ABOUT THIS EXERCISE: Your reply should contain only the line with "of the vertical" and the lines after it through the end of the data, each written out exactly.

RECORDS FOR PROCESSING:

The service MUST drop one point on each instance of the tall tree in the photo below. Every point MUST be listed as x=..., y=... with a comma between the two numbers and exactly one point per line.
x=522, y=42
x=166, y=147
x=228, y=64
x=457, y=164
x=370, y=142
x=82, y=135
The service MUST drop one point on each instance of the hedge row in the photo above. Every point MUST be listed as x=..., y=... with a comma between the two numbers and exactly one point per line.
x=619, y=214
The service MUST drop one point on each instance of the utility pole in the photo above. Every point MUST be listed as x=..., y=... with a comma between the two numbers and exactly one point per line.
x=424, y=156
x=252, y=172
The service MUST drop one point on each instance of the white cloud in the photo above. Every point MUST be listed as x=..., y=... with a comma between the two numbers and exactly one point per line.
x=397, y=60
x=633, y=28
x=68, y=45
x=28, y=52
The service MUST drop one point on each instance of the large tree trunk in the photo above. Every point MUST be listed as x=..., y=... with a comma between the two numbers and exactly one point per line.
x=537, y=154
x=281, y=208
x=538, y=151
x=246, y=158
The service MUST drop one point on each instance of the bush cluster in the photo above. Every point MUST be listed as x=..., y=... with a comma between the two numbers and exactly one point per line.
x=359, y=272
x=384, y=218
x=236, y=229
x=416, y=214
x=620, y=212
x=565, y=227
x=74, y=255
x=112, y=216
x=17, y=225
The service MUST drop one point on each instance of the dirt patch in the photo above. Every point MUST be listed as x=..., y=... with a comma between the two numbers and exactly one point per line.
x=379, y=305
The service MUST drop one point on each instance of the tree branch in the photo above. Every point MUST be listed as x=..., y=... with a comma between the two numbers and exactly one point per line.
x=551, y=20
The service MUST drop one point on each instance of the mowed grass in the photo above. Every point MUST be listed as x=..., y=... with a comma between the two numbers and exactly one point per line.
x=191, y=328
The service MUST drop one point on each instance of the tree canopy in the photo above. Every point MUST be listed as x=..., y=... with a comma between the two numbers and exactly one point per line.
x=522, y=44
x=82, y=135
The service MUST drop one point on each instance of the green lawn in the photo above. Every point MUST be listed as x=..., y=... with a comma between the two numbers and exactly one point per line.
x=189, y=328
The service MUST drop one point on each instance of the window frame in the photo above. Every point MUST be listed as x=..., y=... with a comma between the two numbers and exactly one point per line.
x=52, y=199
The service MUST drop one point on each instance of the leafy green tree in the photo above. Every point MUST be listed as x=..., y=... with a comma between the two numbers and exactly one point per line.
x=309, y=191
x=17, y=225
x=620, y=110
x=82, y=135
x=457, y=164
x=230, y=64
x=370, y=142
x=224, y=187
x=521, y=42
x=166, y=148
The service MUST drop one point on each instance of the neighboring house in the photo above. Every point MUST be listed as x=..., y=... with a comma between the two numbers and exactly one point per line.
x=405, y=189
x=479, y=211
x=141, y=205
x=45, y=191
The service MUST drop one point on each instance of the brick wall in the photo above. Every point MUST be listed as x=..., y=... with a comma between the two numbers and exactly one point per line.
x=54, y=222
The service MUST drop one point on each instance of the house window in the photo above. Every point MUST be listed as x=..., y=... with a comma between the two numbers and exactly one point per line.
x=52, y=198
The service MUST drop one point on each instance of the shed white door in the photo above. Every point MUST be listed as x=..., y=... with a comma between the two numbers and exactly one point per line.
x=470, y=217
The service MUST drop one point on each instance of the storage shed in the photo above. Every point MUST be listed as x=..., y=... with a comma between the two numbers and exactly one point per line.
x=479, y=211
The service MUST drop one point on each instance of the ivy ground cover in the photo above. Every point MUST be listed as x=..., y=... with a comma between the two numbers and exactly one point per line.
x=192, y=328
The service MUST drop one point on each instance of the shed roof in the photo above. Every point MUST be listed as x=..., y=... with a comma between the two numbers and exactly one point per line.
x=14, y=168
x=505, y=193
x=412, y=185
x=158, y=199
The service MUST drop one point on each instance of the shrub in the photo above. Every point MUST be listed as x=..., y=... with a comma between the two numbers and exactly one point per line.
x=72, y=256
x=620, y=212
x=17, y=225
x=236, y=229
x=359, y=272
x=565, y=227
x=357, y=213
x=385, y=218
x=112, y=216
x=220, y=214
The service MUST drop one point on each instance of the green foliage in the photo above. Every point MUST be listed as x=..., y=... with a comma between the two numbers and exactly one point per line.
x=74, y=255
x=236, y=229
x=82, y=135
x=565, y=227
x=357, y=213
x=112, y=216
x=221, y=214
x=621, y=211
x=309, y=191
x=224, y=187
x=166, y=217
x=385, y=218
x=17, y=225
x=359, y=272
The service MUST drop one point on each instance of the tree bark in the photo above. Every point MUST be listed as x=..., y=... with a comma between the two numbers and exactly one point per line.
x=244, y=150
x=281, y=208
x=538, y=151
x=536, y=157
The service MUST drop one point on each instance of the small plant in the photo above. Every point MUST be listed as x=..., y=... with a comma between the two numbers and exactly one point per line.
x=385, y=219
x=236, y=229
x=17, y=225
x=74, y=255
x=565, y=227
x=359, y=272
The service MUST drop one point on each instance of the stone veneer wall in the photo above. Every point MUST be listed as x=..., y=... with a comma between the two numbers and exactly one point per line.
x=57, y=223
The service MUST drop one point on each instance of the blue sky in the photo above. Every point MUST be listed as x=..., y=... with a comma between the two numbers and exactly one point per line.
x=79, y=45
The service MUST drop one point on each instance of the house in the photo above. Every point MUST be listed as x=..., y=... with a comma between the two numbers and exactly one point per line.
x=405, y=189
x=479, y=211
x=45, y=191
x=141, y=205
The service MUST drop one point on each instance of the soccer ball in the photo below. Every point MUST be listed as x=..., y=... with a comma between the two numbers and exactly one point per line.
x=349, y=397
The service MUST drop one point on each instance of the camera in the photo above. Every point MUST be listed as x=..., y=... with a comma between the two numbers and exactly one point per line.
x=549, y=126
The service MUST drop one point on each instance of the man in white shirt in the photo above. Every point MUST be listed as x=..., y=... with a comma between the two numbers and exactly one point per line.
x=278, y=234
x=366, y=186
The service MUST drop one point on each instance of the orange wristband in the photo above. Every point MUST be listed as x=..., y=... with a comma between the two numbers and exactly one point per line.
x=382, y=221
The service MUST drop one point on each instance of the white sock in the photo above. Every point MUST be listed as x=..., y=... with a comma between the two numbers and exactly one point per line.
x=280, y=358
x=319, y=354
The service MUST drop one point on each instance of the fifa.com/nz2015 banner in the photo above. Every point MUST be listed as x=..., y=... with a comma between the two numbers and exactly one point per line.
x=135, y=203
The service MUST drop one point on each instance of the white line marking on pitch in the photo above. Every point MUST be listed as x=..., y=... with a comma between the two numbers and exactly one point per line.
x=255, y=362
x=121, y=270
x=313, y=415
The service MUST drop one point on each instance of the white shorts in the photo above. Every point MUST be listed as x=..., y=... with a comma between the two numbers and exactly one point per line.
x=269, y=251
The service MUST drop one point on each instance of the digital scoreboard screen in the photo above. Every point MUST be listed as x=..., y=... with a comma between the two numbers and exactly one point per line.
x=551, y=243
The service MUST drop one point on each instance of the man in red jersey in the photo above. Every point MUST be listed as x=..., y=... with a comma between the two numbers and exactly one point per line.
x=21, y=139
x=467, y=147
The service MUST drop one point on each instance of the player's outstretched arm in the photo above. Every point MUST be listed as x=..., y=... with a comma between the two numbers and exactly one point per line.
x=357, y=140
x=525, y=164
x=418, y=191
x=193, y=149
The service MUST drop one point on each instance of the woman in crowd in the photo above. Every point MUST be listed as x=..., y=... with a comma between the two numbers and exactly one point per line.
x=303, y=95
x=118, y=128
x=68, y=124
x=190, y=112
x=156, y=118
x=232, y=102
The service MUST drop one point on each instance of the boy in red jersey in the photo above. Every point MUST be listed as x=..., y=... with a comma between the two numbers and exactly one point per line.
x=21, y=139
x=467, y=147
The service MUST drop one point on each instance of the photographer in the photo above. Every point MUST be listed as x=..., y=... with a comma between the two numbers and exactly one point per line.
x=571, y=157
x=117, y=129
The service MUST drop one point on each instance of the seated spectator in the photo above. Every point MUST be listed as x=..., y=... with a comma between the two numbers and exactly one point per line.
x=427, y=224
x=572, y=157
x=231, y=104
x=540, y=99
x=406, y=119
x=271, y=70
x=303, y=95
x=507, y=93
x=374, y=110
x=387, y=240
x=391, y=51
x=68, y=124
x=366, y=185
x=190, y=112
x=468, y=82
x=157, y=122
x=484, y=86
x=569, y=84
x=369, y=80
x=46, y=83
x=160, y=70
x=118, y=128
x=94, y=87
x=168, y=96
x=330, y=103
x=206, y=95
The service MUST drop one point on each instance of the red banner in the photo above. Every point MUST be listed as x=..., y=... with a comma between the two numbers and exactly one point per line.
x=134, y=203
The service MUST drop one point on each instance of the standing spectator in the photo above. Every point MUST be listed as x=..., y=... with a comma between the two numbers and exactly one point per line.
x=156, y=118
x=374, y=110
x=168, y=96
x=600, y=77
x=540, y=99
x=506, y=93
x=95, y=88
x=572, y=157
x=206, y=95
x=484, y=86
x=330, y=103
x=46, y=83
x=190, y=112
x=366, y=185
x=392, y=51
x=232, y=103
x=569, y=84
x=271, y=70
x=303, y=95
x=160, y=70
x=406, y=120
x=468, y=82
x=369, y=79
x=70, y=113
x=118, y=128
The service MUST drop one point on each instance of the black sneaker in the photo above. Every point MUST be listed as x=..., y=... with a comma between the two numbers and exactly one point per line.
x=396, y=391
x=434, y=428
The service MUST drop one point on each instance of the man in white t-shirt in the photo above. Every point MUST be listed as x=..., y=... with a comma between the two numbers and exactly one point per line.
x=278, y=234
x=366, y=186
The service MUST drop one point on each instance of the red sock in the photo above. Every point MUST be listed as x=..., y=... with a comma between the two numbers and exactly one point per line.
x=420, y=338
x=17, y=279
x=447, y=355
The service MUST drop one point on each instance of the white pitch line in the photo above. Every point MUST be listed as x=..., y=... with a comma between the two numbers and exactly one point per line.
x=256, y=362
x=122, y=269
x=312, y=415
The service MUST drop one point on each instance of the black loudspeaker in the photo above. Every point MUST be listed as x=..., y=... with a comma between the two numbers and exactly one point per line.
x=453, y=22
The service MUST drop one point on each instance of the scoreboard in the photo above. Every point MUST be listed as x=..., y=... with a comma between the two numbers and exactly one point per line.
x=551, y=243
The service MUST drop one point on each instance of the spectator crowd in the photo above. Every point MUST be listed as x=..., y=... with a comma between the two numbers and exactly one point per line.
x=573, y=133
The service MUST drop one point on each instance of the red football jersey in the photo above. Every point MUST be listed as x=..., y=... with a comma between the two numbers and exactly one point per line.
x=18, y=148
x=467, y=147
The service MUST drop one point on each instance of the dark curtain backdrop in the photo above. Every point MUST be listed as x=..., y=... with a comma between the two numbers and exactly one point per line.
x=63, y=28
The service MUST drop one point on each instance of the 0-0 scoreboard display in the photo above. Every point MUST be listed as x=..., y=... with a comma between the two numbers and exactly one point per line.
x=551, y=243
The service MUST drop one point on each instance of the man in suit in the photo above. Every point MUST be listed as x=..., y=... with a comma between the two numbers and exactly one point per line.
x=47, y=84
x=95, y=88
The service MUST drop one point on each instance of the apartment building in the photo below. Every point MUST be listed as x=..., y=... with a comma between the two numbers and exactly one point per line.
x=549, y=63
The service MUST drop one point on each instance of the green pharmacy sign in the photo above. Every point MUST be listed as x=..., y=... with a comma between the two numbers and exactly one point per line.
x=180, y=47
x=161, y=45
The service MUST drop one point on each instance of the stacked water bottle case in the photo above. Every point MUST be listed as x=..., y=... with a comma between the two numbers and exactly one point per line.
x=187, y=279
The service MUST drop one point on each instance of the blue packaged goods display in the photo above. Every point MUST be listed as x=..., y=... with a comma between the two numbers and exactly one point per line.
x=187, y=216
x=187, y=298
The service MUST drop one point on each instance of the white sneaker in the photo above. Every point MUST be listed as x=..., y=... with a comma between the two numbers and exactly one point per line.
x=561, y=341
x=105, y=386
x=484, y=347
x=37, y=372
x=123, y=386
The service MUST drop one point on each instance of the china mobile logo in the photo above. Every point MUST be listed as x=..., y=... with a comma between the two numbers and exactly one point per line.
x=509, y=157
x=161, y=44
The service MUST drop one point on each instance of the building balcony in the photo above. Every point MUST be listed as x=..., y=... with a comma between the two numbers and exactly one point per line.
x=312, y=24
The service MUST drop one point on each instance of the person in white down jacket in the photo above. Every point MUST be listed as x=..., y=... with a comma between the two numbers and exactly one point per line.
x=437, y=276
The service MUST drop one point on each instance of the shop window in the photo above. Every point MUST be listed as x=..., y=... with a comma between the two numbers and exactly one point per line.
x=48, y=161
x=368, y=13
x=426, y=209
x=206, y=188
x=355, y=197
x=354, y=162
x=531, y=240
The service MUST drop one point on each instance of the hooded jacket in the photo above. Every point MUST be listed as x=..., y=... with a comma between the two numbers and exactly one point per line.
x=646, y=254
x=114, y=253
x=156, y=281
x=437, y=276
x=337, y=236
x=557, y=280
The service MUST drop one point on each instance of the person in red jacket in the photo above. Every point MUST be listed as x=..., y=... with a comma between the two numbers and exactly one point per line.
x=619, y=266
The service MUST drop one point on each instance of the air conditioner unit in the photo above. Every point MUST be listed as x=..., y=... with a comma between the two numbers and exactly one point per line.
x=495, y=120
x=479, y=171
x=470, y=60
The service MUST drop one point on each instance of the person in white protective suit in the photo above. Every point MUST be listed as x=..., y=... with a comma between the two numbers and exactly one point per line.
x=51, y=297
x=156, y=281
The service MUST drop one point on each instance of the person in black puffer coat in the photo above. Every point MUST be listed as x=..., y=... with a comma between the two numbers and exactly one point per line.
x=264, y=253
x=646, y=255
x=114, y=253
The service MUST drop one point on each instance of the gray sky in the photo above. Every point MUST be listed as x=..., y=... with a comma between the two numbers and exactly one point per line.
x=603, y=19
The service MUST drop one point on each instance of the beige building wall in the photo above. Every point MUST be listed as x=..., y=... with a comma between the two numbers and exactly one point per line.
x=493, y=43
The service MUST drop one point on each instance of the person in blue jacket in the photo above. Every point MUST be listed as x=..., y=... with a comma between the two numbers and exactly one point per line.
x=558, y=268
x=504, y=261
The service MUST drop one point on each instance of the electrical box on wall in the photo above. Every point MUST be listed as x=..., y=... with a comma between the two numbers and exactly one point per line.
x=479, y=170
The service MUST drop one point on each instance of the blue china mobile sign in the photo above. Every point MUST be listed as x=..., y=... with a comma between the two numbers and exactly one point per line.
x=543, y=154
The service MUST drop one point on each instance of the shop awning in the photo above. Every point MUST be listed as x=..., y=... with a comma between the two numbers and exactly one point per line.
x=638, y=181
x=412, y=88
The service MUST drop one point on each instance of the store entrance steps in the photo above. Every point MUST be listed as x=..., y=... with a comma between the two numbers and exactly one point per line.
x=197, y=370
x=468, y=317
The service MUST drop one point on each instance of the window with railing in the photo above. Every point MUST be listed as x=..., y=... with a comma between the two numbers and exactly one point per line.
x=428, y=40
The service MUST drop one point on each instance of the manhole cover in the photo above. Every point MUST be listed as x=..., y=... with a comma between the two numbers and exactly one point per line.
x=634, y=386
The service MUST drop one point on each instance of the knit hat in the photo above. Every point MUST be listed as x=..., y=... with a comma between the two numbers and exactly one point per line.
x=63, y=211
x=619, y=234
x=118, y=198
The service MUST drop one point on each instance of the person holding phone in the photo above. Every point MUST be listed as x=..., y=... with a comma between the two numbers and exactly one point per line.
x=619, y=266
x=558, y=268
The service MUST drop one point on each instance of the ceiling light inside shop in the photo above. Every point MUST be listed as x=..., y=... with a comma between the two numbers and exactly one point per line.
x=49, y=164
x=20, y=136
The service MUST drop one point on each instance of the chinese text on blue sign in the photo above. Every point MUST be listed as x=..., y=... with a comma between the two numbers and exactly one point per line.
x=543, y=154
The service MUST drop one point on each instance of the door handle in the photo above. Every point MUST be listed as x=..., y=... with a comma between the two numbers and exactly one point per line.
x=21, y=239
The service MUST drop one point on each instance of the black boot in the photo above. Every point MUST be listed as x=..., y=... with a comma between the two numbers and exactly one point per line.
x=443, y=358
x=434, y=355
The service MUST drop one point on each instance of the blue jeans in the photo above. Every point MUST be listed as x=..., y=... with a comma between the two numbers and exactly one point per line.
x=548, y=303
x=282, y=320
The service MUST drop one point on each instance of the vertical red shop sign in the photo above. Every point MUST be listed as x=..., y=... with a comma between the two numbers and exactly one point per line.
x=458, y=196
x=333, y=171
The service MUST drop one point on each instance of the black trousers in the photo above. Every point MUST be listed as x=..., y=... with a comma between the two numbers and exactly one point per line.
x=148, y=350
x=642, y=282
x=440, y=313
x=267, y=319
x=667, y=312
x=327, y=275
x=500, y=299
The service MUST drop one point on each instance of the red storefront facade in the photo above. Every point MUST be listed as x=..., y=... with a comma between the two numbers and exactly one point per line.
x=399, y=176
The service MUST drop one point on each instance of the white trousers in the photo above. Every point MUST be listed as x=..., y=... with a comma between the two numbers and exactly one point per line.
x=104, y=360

RESPONSE TO THIS EXERCISE:
The service MUST drop one point on each instance of the vertical red shop sign in the photo above. Every point MUST be listed as x=..., y=... with a comma between the two numbers and exactly one point per line.
x=458, y=196
x=333, y=171
The service MUST drop one point on each instance of the black trousers in the photo above. Every point MUST be listed as x=..., y=... with a comma between the two numbers and exactly one point per line.
x=148, y=350
x=642, y=282
x=440, y=313
x=267, y=319
x=667, y=312
x=327, y=275
x=500, y=299
The service MUST drop one point on each instance of the red storefront facade in the photo above. Every point MUST be listed as x=..., y=... with a comma between the two numbers and exactly one point per line.
x=399, y=176
The service MUST drop one point on each instance of the white trousers in the photo above. Every point MUST be listed as x=..., y=... with a comma between the two numbers and exactly one point per line.
x=104, y=360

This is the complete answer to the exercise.